Excerpt from a dataset
________________

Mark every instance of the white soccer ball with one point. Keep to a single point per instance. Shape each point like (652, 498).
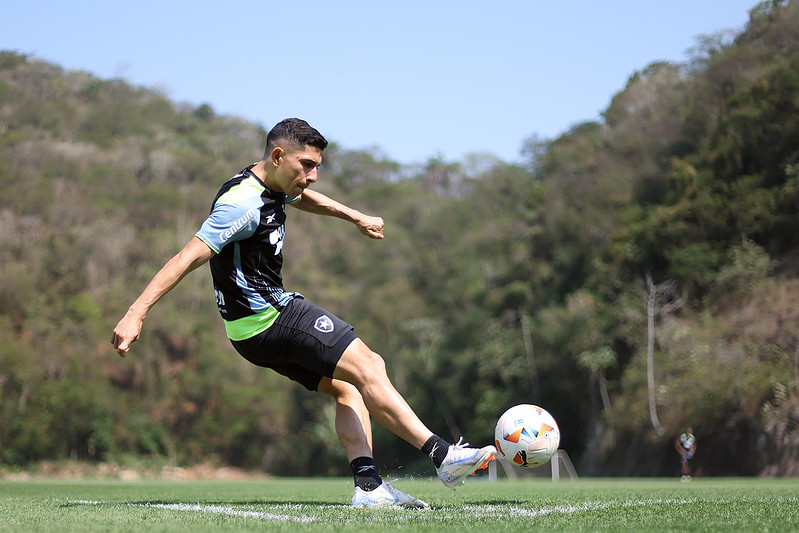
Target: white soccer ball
(527, 435)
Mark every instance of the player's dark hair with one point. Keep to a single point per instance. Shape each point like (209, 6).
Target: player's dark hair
(296, 132)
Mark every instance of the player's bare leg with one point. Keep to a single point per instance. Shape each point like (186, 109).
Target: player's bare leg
(354, 431)
(353, 427)
(367, 371)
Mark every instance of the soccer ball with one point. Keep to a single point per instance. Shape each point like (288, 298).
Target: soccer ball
(527, 435)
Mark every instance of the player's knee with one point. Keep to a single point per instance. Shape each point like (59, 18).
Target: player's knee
(366, 365)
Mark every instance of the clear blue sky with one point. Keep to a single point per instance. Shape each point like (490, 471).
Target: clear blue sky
(416, 78)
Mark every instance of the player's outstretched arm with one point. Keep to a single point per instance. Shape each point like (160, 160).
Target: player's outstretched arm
(319, 204)
(127, 331)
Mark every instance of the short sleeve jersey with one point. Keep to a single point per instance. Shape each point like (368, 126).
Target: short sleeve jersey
(246, 230)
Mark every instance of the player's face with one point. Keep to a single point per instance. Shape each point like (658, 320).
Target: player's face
(298, 169)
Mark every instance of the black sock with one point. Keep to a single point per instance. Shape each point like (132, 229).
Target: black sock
(364, 470)
(437, 449)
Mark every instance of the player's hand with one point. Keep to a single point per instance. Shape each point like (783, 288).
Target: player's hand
(371, 226)
(126, 333)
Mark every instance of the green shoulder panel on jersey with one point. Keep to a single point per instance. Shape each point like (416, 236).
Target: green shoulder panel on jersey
(247, 188)
(250, 326)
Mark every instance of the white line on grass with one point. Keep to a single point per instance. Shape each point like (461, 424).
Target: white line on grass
(468, 511)
(214, 509)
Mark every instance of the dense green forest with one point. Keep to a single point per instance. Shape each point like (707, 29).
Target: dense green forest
(638, 274)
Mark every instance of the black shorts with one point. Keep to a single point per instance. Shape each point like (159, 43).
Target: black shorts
(304, 344)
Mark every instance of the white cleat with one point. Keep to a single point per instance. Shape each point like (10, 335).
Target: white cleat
(386, 496)
(462, 461)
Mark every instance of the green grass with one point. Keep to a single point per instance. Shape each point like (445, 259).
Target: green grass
(722, 504)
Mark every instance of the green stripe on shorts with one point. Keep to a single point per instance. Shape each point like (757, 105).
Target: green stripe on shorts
(250, 326)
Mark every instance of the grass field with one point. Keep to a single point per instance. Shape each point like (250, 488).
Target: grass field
(721, 504)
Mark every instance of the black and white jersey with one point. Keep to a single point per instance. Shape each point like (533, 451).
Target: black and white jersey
(246, 230)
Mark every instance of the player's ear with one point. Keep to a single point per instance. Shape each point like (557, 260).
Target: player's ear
(276, 155)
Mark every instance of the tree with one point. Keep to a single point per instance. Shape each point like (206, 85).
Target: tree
(659, 300)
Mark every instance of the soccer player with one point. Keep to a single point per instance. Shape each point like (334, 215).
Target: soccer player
(686, 447)
(242, 238)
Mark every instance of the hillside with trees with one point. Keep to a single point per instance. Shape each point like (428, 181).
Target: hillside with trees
(639, 274)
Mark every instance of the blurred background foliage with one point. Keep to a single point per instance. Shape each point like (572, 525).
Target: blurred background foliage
(497, 284)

________________

What the task requires: Reproduce each line exactly as it appears, omitting the pictures.

Written solution:
Mark every instance of the white soccer ball with one point. Keep to a single point per instance. Shape each point like (652, 498).
Target: white soccer ball
(527, 435)
Mark every instance of the player's dark hair with one point. Keep to a single point per instance. Shape each point like (209, 6).
Target: player's dark hair
(296, 132)
Mark every instance of the player's bare leg with one point. Keep to a single point per instance. Shape each point like (186, 109).
Target: player's bare leg
(354, 431)
(353, 427)
(367, 371)
Mark every instance of the soccer ball with one point. Keep to a single point per instance. Shape each point like (288, 298).
Target: soccer ball
(527, 435)
Mark every instance of the player's knee with one point. Keep to a single point per instance. Shape each point like (59, 18).
Target: player's knee
(366, 365)
Mark every instance of the clear blue sky with one point. Keep to a single point per instance. Shape each point like (490, 471).
Target: clear blue sky
(416, 78)
Mark every instance of the player's outstretched arm with one point. Keep to a single point per instance. Shape each point like (160, 160).
Target: player's outstretched arm
(319, 204)
(127, 331)
Mark every instance of the short sleeve jersey with one point. Keep to a single point per instance. Shape each point like (368, 126).
Target: short sleeve jersey
(246, 230)
Mark every instance of the player's face with one point. Keep to a single point per instance. Shape each point like (658, 320).
Target: player's face
(298, 169)
Mark every instance of the black sock with one point. Keep to a single point per instance. Shape each point like (132, 229).
Target: black sock
(364, 470)
(437, 449)
Mark every instance of the player's hand with one point. Keep to a single point per instance. Shape each point like (783, 288).
Target: player's hand
(371, 226)
(126, 333)
Mark every instance of the green shoulder panel on jersey with one point. Keep to a single point per instance. Shape each point like (416, 236).
Target: green shoulder panel on jersey
(247, 188)
(250, 326)
Mark every instance of the white line on grass with one point. Keep to a single point per instance. Shape each point like (461, 424).
Target: white line on grass
(468, 511)
(214, 509)
Mark every instance of the dense green forest with one point. Keep to a single point per instance. Shape each point like (707, 29).
Target: dense green forest
(638, 274)
Mark every instance of the black shorts with one point. Keep to a single point per instance. Shape each point like (159, 43).
Target: black shorts
(304, 344)
Mark every instance of the white cleat with one point. Keep to a single point per instance. Shape each point like (10, 335).
Target: white cleat
(386, 496)
(462, 461)
Mark every instance of the green grass with one point. Keep to a single point per instance. Shape each point like (445, 259).
Target: green grass
(722, 504)
Mark every instance of the green stripe on shorts with one point. Keep to a single point per instance. Shape each point like (757, 105).
Target: green stripe on shorts
(250, 326)
Mark every instance of the grass field with one point. Keep to a single point per instance. Shape each point like (250, 488).
Target: grass field
(721, 504)
Mark every instance of the black and white jersey with one point. Keep to a single point per instance. Shape each point like (533, 451).
Target: black and white jersey
(246, 230)
Mark every instance of the player's ear with one point. Keep to a single point per instance. Shape each point like (557, 260).
Target: player's ear
(276, 155)
Mark every instance of the tree with one point. Keep to a single point per instance. Shape each point like (206, 85).
Target: tree
(659, 300)
Mark every instance of the soccer player with one point. Keep to a single point per instance. Shape each point like (334, 215).
Target: soccer player
(686, 447)
(242, 238)
Mark every instance of the hillside with trees with one point. Keep to a single point per instance. Shape each point like (428, 181).
Target: hillside with trees
(639, 274)
Mark every instance of the blurred background foliage with one point. Keep to a single point per instance. Shape each point like (572, 525).
Target: blurred background foliage
(497, 284)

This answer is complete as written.